▸ EXERCISE DETAILS
Select all lines holding the word "below" from the entries that follow.

▸ GIVEN RECORDS

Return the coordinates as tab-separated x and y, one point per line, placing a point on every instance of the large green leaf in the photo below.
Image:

* * *

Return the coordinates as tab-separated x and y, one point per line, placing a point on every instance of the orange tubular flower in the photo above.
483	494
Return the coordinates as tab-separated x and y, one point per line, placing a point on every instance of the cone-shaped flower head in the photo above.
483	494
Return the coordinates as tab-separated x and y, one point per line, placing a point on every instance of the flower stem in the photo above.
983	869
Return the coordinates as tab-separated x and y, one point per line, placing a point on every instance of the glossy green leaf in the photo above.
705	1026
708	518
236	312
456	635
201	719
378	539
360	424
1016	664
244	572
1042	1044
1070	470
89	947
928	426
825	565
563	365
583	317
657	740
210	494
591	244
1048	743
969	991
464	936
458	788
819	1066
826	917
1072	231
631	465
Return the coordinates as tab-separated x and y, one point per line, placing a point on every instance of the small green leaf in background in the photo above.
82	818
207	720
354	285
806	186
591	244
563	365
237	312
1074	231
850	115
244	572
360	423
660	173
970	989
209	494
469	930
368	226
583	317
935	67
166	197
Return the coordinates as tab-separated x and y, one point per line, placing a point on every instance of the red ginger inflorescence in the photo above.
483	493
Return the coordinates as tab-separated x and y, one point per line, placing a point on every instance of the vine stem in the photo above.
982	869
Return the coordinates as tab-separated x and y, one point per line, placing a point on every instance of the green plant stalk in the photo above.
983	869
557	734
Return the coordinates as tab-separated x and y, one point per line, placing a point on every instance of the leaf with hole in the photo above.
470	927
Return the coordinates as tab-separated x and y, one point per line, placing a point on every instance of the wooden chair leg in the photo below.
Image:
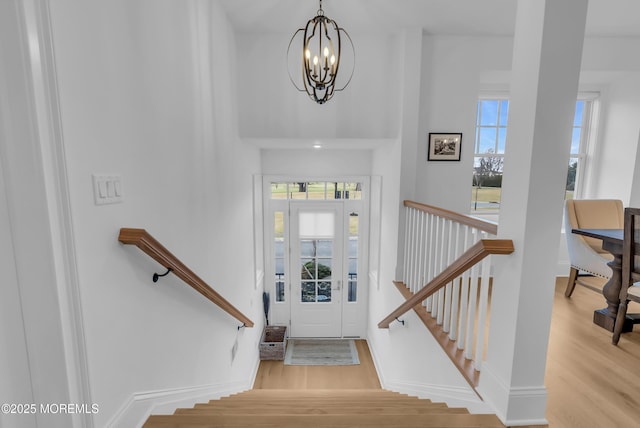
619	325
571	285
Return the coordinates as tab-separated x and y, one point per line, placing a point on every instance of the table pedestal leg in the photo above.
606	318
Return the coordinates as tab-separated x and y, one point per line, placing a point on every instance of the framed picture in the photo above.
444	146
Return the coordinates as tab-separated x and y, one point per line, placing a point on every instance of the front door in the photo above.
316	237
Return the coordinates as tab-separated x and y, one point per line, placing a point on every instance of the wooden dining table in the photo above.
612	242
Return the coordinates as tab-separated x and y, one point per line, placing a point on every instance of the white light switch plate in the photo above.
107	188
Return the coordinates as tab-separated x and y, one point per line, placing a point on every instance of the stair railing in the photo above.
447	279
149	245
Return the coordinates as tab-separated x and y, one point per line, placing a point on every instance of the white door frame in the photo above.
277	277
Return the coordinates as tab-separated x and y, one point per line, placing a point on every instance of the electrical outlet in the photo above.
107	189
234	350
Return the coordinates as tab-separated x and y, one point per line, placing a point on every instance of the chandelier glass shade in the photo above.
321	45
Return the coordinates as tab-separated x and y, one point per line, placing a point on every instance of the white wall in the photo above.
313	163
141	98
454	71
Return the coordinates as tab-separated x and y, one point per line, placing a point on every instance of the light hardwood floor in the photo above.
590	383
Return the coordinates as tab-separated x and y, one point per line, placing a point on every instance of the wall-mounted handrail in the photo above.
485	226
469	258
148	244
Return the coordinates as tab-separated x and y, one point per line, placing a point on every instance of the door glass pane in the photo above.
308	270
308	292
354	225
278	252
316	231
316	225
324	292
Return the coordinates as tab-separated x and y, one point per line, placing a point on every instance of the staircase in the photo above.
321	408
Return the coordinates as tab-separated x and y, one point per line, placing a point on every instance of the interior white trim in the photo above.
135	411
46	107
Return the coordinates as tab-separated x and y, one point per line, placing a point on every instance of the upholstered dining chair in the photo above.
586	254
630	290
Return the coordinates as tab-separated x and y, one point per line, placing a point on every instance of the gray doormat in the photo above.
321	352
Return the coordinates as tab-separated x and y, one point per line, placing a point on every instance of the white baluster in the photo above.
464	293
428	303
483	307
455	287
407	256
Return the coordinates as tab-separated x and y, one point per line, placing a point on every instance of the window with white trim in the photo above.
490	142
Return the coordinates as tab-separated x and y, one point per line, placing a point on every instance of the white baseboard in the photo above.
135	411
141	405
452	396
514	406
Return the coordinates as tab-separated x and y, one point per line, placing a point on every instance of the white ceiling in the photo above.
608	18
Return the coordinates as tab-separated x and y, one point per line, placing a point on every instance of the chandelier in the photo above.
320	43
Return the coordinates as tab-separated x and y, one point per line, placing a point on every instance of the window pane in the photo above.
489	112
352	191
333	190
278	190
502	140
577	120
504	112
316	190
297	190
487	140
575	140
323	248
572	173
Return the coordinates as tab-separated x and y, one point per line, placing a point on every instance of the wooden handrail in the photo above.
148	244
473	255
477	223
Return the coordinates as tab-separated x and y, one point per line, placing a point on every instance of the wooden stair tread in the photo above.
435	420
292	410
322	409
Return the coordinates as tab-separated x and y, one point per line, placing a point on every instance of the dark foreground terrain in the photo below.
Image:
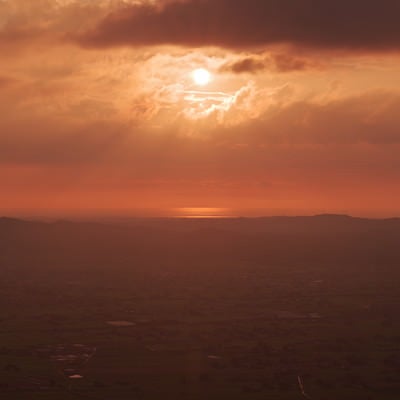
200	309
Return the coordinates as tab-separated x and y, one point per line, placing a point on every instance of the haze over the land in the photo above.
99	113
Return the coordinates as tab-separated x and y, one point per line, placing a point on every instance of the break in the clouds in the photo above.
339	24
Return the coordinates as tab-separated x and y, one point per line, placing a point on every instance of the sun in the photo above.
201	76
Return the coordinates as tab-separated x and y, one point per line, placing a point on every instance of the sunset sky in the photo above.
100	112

---

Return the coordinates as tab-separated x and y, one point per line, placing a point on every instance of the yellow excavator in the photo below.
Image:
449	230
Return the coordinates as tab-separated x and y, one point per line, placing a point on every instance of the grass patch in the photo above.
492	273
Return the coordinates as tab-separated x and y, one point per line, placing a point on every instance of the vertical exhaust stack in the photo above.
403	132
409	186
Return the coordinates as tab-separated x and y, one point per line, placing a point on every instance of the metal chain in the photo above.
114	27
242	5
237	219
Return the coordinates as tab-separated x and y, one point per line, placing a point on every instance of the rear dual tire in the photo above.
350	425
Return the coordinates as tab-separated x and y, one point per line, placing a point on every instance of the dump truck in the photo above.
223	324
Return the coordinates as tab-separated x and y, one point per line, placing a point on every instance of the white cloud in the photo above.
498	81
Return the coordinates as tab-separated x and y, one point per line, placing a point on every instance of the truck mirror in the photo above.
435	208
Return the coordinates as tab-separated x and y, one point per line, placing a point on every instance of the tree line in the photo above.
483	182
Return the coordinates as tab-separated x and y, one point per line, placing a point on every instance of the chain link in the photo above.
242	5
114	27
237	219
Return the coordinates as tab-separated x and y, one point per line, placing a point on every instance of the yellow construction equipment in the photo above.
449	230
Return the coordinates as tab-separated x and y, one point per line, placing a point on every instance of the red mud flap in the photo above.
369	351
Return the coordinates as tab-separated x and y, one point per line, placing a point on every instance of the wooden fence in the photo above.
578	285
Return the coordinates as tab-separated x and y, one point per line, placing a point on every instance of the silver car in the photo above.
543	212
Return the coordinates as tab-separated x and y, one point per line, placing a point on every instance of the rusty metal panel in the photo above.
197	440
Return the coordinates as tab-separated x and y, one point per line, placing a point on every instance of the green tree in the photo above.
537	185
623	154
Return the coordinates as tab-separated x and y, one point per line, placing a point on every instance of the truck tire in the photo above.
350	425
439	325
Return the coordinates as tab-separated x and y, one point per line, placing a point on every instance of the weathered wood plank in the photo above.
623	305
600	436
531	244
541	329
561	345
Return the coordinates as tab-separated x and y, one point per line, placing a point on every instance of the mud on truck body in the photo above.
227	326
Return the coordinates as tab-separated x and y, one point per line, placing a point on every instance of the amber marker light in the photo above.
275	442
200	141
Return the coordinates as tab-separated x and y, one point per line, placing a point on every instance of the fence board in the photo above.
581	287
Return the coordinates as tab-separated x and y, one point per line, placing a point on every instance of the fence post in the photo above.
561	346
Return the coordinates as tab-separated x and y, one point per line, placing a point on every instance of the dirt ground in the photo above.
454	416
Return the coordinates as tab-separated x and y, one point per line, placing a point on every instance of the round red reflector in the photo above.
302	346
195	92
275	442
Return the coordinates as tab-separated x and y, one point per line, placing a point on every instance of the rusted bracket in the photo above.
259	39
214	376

▸ TASK ANSWER
Return the coordinates as tab-separated x and y, one point per line, placing a point on every instance of the large green leaf in the photo below.
Return the coordinates as tab-separated x and y, one point per line, placing a point on every instance of the wooden chair leg in the photo below.
Return the coordinates as tab-separated x and y, one point per line, placing a point on every instance of the dark foreground terrain in the photo below.
Return the coordinates as tab-separated x and y, one point per line, placing a point on every instance of the yellow excavator in the photo below.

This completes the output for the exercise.